━━━━━ Extrait du document ━━━━━
Nous comprenons mieux maintenant pourquoi tout contact avec des êtres ou des objets inconnus l’effraye qui sait quelles influences en émanent, et si l’on ne va pas se trouver souillé, c’est-à-dire ensorcelé ? Ɑ’où, si le contact a eu lieu, la nécessité d’une purification

La coutume en est à peu près universelle. « Quand les noirs sont allés faire une visite, dit Mme L. Parker, au moment de partir ils allument un feu pour produire de la fumée ; et ils se fumigent, afin de ne pas apporter de maladie chez eux[1]. » Désinfection mystique en se purifiant par la fumée, les noirs se débarrassent des mauvaises influences qui pourraient les ensorceler, c’est-à-dire les rendre malades, et dont la représentation est à la fois matérielle et immatérielle

(S. N., pages 274 et 276.)

Purifier, c’est fortifier.
━━━━━ Données de l'exercice ━━━━━
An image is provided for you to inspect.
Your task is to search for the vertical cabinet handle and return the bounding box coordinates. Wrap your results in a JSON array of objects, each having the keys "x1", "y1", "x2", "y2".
━━━━━
» **Consigne**:
Pourriez-vous prolonger l'extrait sur les rites de purification après un contact avec l'inconnu, à partir de sa dernière phrase ? Ces données sont sans rapport avec l'extrait.

» **Réponse rédigée**:
« Rendre pur » en effet, dans la pensée des primitifs, équivaut souvent à « rendre fort ». Toute souillure met en état d’infériorité. Qui est devenu impur, pour une raison quelconque (il a été ensorcelé, il a assisté à des funérailles, on l’a accusé d’un crime, etc.), se trouve ipso facto sous une mauvaise influence. Le malheur qui lui est ainsi arrivé en annonce, et va en causer d’autres. Il n’y est pas seulement plus exposé qu’auparavant ; il est aussi moins capable d’y résister. Aussi longtemps qu’il restera impur, sa condition demeurera précaire, parce qu’il est faible. Le purifier, c’est le faire sortir de cet état dangereux. C’est neutraliser, selon l’expression souvent employée par les indigènes, les mauvaises influences qui l’affaiblissent. En un mot, c’est le rendre plus fort.

Peut-être faut-il voir, dans cette assimilation de « pur » avec « fort », une des origines des pratiques ascétiques — mortifications, jeûnes, abstinences de toutes sortes — que l’on a observées si souvent dans les sociétés primitives.

  1. Langloh Parker, The Euahlayi tribe, p. 41.